● PROBLEM TO SOLVE
What is needed is an exact copy of the entries below, with the pictures left out.

● SUPPLIED INFORMATION
- - -

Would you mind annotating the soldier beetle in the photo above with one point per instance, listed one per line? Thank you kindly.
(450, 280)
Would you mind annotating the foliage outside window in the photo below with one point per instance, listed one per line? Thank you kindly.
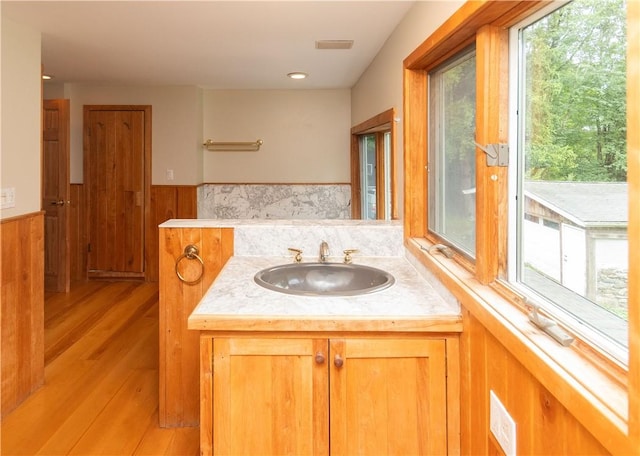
(451, 165)
(571, 230)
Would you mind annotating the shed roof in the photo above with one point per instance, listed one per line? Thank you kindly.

- - -

● SOLUTION TO THIS EXERCISE
Would you mind annotating the soldier beetle in the photo above with one point per instance, listed one per line? Thank you kindly.
(450, 280)
Would you mind annotating the foliage outside window in the photo below with one point per instance, listed one per line? Thank you kindly.
(451, 165)
(571, 230)
Would you mind annotating the shed roof in the photo above with one point per instance, listed one per line? Thank you kindly.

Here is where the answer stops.